■ Your task ■
Please lay out everything from the start of the listing down to the line containing "[[78, 0, 599, 158]]" as a Markdown table with the columns Number and Record line, giving each line a row number and skipping blank lines. Leave the pictures out of the answer.

(Detection annotation records)
◇ ◇ ◇ ◇ ◇ ◇ ◇

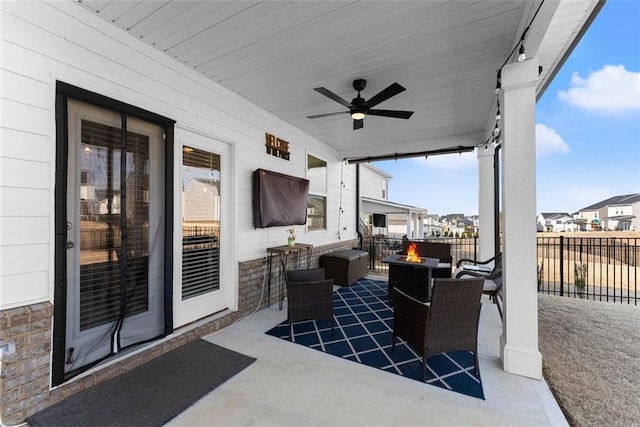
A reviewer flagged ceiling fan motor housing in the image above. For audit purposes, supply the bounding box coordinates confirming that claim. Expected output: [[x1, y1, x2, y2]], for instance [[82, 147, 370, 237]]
[[353, 79, 367, 91]]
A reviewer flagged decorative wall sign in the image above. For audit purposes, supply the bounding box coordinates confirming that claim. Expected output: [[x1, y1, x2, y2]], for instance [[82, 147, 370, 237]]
[[265, 133, 290, 160]]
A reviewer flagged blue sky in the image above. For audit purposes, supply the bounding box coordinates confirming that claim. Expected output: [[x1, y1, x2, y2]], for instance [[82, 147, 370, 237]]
[[375, 0, 640, 215]]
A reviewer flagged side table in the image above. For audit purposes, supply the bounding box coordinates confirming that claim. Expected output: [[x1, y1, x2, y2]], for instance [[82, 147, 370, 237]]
[[267, 243, 313, 310]]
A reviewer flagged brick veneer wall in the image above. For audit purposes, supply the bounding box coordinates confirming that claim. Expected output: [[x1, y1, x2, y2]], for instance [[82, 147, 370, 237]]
[[0, 240, 358, 424]]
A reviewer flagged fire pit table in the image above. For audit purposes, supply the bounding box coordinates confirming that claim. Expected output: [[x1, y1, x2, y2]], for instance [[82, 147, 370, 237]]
[[382, 255, 440, 302]]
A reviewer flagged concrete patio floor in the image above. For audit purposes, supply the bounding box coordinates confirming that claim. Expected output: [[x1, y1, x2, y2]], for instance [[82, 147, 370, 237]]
[[167, 278, 568, 427]]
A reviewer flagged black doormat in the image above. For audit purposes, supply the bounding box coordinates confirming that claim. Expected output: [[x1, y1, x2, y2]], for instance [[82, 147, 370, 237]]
[[28, 339, 256, 427]]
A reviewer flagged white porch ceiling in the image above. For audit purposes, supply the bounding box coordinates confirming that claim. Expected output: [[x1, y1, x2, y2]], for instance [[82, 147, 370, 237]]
[[78, 0, 599, 158]]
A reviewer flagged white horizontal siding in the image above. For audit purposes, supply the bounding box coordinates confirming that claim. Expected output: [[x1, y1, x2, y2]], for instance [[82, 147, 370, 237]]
[[360, 166, 389, 200], [0, 1, 356, 309]]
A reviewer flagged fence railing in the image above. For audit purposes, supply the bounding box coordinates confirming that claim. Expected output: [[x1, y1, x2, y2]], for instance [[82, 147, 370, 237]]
[[362, 236, 640, 305], [538, 236, 640, 305]]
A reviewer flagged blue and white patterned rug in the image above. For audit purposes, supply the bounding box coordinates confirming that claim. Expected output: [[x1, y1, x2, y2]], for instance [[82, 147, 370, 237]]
[[266, 278, 484, 399]]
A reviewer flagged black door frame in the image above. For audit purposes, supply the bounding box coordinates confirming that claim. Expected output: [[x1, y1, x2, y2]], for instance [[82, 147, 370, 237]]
[[51, 81, 175, 386]]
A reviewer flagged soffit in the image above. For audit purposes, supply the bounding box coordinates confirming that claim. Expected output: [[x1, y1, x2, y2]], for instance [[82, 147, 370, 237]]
[[81, 0, 597, 158]]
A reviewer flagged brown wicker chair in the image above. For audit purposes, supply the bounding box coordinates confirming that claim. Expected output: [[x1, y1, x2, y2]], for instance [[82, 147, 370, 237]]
[[454, 252, 502, 319], [391, 279, 482, 381], [287, 268, 334, 339]]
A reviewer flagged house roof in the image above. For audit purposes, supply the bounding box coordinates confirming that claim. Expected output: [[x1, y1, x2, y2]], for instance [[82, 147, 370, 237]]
[[361, 197, 427, 215], [580, 193, 640, 211], [440, 214, 466, 221], [540, 212, 572, 220], [76, 0, 604, 159]]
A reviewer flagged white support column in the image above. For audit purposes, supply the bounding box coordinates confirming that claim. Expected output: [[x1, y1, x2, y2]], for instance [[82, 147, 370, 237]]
[[478, 145, 497, 260], [500, 58, 542, 379]]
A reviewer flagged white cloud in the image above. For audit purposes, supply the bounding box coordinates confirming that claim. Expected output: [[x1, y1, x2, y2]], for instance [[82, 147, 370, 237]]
[[413, 151, 478, 170], [536, 123, 569, 158], [558, 65, 640, 114], [566, 184, 614, 209]]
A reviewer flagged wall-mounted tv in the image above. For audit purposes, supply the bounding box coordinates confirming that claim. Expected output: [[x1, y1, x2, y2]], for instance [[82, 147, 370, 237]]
[[253, 169, 309, 228], [373, 214, 387, 227]]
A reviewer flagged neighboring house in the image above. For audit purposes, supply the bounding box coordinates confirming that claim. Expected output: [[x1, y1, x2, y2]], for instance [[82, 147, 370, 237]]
[[537, 212, 578, 232], [573, 193, 640, 231], [440, 214, 477, 235], [359, 164, 427, 238], [360, 197, 427, 239], [424, 214, 443, 238]]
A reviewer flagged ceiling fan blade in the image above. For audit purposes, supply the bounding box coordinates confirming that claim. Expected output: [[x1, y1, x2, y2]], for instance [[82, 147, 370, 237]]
[[313, 87, 351, 108], [307, 111, 349, 119], [365, 83, 406, 108], [367, 110, 413, 119]]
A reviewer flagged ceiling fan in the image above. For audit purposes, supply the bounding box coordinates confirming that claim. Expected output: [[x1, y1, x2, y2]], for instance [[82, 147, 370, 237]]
[[307, 79, 413, 130]]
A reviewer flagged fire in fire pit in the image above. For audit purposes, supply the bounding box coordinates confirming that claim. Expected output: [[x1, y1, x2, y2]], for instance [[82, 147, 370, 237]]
[[405, 242, 422, 262]]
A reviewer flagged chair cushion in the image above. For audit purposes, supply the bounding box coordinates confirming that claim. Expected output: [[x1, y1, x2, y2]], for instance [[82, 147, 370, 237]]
[[482, 280, 498, 292], [454, 274, 498, 292]]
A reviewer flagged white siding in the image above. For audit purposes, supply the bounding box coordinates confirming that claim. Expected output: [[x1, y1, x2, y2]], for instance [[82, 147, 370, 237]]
[[360, 164, 389, 200], [0, 0, 356, 309]]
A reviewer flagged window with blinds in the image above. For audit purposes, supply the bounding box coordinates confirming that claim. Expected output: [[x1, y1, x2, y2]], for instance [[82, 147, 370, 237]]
[[182, 146, 220, 300], [79, 120, 149, 331]]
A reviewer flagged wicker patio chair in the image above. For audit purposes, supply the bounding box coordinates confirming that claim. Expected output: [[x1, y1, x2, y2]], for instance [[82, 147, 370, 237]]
[[391, 279, 482, 381], [454, 252, 502, 319], [287, 268, 334, 339]]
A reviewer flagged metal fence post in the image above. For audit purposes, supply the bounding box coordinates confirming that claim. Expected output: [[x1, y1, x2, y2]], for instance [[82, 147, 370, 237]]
[[560, 236, 564, 296]]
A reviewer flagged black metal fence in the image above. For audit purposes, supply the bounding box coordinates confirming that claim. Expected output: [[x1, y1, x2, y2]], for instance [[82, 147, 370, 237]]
[[538, 236, 640, 305], [362, 236, 640, 305]]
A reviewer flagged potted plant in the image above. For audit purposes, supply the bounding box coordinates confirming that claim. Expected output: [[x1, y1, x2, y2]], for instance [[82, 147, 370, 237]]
[[538, 260, 544, 291], [573, 262, 589, 298], [287, 227, 296, 248]]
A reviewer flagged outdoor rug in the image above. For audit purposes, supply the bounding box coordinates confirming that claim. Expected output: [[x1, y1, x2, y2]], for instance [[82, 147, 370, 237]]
[[267, 278, 484, 399], [28, 339, 256, 427]]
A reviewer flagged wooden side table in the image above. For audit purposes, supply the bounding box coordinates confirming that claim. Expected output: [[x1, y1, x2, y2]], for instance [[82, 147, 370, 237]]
[[267, 243, 313, 310]]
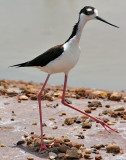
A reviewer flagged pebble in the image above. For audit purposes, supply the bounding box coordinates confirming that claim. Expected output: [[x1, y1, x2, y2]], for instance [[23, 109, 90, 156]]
[[84, 107, 91, 113], [59, 144, 70, 153], [52, 126, 58, 129], [27, 156, 34, 160], [95, 155, 102, 160], [82, 122, 92, 129], [17, 140, 25, 145], [65, 99, 72, 104], [85, 149, 92, 154], [106, 144, 120, 153], [114, 106, 125, 111], [18, 95, 28, 100], [46, 102, 52, 107], [32, 122, 37, 125], [64, 116, 77, 125], [49, 152, 57, 159], [123, 97, 126, 102], [84, 153, 91, 159], [110, 92, 122, 101], [0, 144, 6, 147], [65, 147, 82, 159]]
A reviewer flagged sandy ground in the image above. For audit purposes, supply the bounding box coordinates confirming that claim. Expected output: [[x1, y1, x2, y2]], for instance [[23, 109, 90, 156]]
[[0, 81, 126, 160]]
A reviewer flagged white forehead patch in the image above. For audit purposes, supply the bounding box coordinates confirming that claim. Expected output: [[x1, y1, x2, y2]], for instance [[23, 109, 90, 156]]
[[87, 8, 92, 12]]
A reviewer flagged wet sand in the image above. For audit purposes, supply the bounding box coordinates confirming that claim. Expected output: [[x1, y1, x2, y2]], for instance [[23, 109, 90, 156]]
[[0, 80, 126, 160]]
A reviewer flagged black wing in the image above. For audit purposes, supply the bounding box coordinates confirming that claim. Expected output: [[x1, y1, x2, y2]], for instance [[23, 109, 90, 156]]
[[11, 45, 64, 67]]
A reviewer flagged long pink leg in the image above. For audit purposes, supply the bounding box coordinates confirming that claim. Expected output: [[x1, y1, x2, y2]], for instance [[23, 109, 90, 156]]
[[62, 74, 117, 133], [38, 74, 50, 152]]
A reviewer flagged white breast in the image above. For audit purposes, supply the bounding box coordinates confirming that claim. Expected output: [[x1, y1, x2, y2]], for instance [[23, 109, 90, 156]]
[[40, 36, 80, 74]]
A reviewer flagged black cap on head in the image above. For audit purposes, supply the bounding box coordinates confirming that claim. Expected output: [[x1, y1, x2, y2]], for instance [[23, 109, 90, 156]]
[[80, 6, 95, 16]]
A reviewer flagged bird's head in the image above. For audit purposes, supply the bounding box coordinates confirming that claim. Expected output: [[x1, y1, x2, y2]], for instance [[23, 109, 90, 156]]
[[79, 6, 119, 28]]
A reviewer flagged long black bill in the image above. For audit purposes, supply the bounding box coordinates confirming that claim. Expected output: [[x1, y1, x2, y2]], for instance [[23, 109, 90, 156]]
[[96, 16, 119, 28]]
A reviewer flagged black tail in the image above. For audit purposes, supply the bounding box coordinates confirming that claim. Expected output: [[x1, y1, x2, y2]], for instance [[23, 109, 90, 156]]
[[10, 62, 28, 67]]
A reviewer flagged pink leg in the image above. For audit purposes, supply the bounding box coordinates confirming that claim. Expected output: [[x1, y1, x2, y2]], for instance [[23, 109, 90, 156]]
[[38, 74, 50, 152], [62, 74, 117, 133]]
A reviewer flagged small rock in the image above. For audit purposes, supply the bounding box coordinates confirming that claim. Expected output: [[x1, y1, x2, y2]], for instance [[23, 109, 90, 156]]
[[84, 153, 91, 159], [106, 144, 120, 153], [49, 152, 57, 159], [105, 104, 110, 108], [65, 147, 82, 159], [75, 117, 82, 123], [95, 155, 102, 160], [18, 95, 28, 100], [0, 144, 6, 147], [34, 138, 41, 147], [82, 122, 92, 129], [84, 107, 91, 113], [59, 144, 70, 153], [46, 102, 52, 107], [49, 118, 55, 121], [94, 144, 105, 149], [58, 153, 65, 159], [64, 116, 77, 125], [85, 149, 92, 154], [62, 136, 70, 142], [123, 97, 126, 102], [17, 140, 25, 145], [114, 106, 125, 111], [110, 92, 122, 101], [107, 122, 116, 125], [65, 99, 72, 104], [52, 126, 58, 129], [27, 156, 34, 160], [32, 122, 37, 125]]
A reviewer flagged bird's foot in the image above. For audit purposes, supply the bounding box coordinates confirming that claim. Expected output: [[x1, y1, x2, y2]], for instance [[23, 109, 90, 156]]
[[97, 120, 118, 133]]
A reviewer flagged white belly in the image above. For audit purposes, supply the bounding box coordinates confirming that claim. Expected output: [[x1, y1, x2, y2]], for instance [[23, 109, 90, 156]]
[[40, 36, 80, 74]]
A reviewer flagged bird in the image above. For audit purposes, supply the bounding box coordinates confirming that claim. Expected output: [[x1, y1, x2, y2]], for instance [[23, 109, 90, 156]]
[[10, 6, 119, 152]]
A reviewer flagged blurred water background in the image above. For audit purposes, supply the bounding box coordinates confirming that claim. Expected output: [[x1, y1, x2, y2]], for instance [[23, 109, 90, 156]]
[[0, 0, 126, 91]]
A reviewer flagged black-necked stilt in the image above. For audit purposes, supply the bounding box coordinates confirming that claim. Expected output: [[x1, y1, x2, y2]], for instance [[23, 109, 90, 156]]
[[10, 6, 119, 151]]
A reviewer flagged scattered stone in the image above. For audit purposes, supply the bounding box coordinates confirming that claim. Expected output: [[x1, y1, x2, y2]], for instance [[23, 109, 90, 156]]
[[84, 153, 91, 159], [18, 95, 28, 100], [94, 144, 105, 149], [65, 147, 82, 159], [110, 92, 122, 101], [49, 118, 55, 121], [82, 122, 92, 129], [75, 117, 82, 123], [59, 144, 70, 153], [0, 144, 6, 147], [105, 104, 110, 108], [32, 122, 37, 125], [64, 116, 77, 125], [27, 156, 34, 160], [95, 155, 102, 160], [49, 152, 57, 160], [114, 106, 125, 111], [123, 97, 126, 102], [84, 107, 91, 113], [62, 136, 70, 142], [17, 140, 25, 146], [52, 126, 58, 129], [88, 101, 102, 108], [65, 99, 72, 104], [46, 102, 52, 107], [107, 122, 116, 125], [57, 153, 65, 159], [85, 149, 92, 154], [106, 144, 120, 153]]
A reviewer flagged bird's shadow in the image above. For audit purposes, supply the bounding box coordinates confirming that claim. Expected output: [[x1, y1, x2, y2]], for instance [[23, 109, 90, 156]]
[[10, 145, 49, 159]]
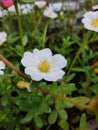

◇ ◇ ◇ ◇ ◇ ◇ ◇

■ Exercise result ■
| Number | Record line |
|---|---|
| 1 | A reviewer flagged ceiling fan motor housing in the image above. For audit purposes, supply the bounding box coordinates confirming that claim. Expected output: [[x1, y1, x2, y2]], for instance [[82, 147, 370, 237]] |
| 2 | [[353, 79, 367, 91]] |
| 3 | A reviewer flagged decorative wall sign in the image above. For audit purposes, supply the bounding box coordinates confirming that claim. Expected output: [[x1, y1, x2, y2]], for instance [[82, 147, 370, 237]] |
| 4 | [[265, 133, 290, 160]] |
| 5 | A reviewer flagged blue sky in the image above. For audit purposes, supply the bounding box coordinates confirming that claim. Expected output: [[x1, y1, x2, y2]], for instance [[82, 147, 370, 237]] |
| 6 | [[375, 0, 640, 215]] |
| 7 | A reviewer flagged side table in the image above. For audit purposes, supply the bounding box coordinates confirming that claim. Expected output: [[x1, y1, x2, y2]], for instance [[82, 147, 370, 237]] |
| 8 | [[267, 243, 313, 310]] |
| 9 | A reviewer flagged brick veneer wall in the image above. For audit purposes, supply the bounding box coordinates confirming that claim. Expected output: [[x1, y1, x2, y2]], for instance [[82, 147, 370, 237]] |
| 10 | [[0, 240, 358, 424]] |
| 11 | A reviewer flagged fire pit table in the image above. For audit purposes, supply the bounding box coordinates confirming that claim. Expected output: [[x1, y1, x2, y2]], for instance [[82, 147, 370, 237]] |
| 12 | [[382, 255, 440, 302]] |
| 13 | A reviewer flagged concrete patio floor in the image above. For audit purposes, supply the bounding box coordinates confirming that claim. Expected output: [[x1, y1, x2, y2]], for instance [[82, 147, 370, 237]] |
| 14 | [[167, 278, 568, 427]] |
| 15 | A reviewer flagged black doormat in the image above. For audit purposes, supply the bounding box coordinates confirming that claim. Expected output: [[x1, y1, x2, y2]], for instance [[82, 147, 370, 237]] |
| 16 | [[28, 339, 256, 427]] |
| 17 | A reviewer flagged white porch ceiling in the image above. For audit purposes, supply the bounding box coordinates confirming that claim. Expected output: [[x1, y1, x2, y2]], for instance [[82, 147, 370, 237]] |
| 18 | [[78, 0, 599, 158]] |